_What the task asks_
Nothing before the line containing "Objective — for every instance of the blue hooded" belongs in the answer; quote that line and all lines after it through the end of the material, word for word.

_Task data_
▼▼▼

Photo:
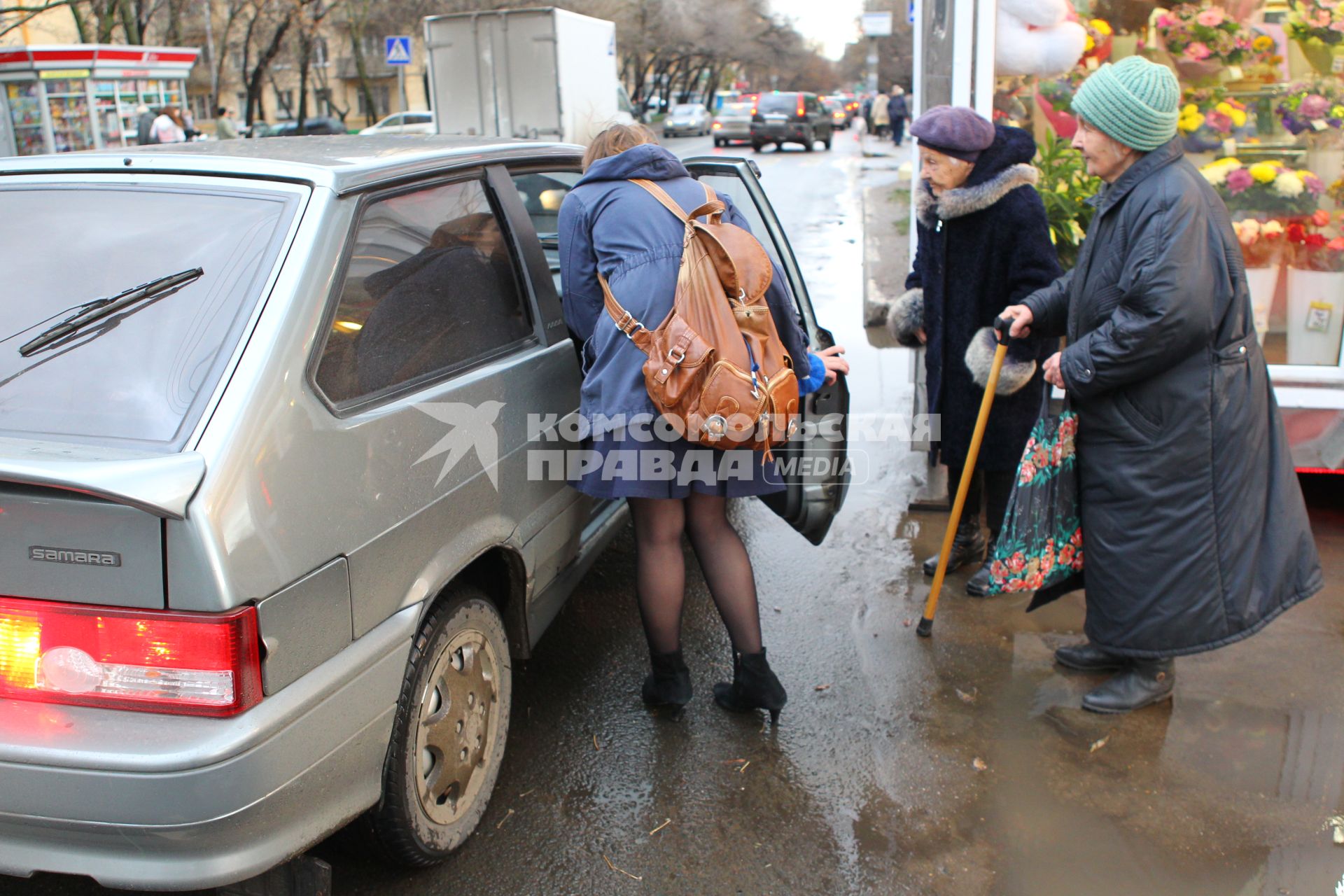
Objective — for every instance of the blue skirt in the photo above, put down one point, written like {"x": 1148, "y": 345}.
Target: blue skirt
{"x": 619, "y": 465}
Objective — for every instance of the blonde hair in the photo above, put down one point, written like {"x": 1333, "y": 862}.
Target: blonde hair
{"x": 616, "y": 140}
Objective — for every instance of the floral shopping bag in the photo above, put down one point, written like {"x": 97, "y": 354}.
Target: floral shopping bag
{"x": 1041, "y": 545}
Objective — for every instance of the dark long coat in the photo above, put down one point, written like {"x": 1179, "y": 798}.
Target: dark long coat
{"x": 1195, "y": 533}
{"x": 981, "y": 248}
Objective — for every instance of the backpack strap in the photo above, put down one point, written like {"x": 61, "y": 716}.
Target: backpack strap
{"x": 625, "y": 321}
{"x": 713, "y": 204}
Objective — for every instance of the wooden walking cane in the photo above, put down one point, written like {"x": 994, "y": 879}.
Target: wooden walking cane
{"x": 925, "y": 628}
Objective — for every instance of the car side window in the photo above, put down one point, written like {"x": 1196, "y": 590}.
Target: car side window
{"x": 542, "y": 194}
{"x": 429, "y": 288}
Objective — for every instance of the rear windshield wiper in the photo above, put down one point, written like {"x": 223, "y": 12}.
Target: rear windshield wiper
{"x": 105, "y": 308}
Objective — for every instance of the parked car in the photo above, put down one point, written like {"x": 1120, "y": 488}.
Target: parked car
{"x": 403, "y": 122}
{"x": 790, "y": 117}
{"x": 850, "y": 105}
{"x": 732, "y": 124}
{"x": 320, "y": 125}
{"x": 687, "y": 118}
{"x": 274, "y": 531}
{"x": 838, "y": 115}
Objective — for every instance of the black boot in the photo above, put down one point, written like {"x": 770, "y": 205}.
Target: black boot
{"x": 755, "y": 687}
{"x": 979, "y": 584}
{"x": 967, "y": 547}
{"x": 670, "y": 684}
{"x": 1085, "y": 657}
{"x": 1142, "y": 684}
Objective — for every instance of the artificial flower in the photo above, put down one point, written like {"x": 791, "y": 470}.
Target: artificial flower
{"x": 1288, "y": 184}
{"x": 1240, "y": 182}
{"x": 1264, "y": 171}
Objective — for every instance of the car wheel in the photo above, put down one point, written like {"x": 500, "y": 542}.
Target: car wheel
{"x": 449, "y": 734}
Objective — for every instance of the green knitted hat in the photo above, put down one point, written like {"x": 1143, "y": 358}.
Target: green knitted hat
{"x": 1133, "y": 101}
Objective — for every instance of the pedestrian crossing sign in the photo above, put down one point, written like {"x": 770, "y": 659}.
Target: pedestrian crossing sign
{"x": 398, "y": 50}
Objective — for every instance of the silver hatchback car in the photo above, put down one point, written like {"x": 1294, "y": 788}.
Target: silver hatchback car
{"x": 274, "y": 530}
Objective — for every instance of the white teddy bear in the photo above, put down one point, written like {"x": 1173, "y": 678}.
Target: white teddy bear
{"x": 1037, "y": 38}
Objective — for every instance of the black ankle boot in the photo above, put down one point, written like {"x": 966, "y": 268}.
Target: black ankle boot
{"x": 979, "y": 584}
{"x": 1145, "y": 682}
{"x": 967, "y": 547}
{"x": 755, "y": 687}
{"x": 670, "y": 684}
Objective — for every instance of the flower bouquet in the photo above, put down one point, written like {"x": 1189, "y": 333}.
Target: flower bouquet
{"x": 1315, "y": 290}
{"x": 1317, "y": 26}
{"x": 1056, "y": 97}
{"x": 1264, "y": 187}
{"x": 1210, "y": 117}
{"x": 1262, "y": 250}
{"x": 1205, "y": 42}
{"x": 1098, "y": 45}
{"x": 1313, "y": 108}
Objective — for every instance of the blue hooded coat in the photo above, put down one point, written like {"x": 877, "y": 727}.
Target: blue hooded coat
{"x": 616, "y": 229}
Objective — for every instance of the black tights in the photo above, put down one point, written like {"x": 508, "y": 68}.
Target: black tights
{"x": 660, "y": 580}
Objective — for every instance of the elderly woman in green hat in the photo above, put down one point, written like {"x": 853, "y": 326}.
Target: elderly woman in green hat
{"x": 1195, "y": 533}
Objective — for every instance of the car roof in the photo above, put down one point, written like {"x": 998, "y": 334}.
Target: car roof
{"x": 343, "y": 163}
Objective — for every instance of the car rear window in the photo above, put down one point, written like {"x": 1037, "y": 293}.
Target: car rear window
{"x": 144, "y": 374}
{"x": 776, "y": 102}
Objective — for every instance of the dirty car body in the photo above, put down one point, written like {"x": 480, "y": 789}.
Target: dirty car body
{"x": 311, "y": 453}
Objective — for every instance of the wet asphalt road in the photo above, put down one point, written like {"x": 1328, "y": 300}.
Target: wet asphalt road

▲▲▲

_Answer_
Objective — for every instance of the blue hooded coat in the photo above, put down one point, written like {"x": 877, "y": 727}.
Target: blue hooded coat
{"x": 616, "y": 229}
Objective — for every instance of the black tights in the photo above, put down one point, written like {"x": 508, "y": 68}.
Target: black tights
{"x": 660, "y": 580}
Objective — for every instance of the elderly woman in green hat in the photo above, put down one point, written like {"x": 853, "y": 326}.
Target: elderly woman in green hat
{"x": 1195, "y": 533}
Objective — for every instance of the car roof in the photo above, put down one point, written like {"x": 998, "y": 334}.
Target: car roof
{"x": 343, "y": 163}
Objective — for every instance of the car rear window in the photo above, put down one point, written like {"x": 1037, "y": 293}.
Target: car rear window
{"x": 144, "y": 374}
{"x": 776, "y": 102}
Objective — for every instance of the dirty car body in the photo above, put down one point, written like {"x": 480, "y": 789}.
Target: dirty car body
{"x": 311, "y": 453}
Objective — for every instance of the wet asphalt road in the photo above, put down one point, written like {"x": 1328, "y": 300}.
Target: wet asphalt road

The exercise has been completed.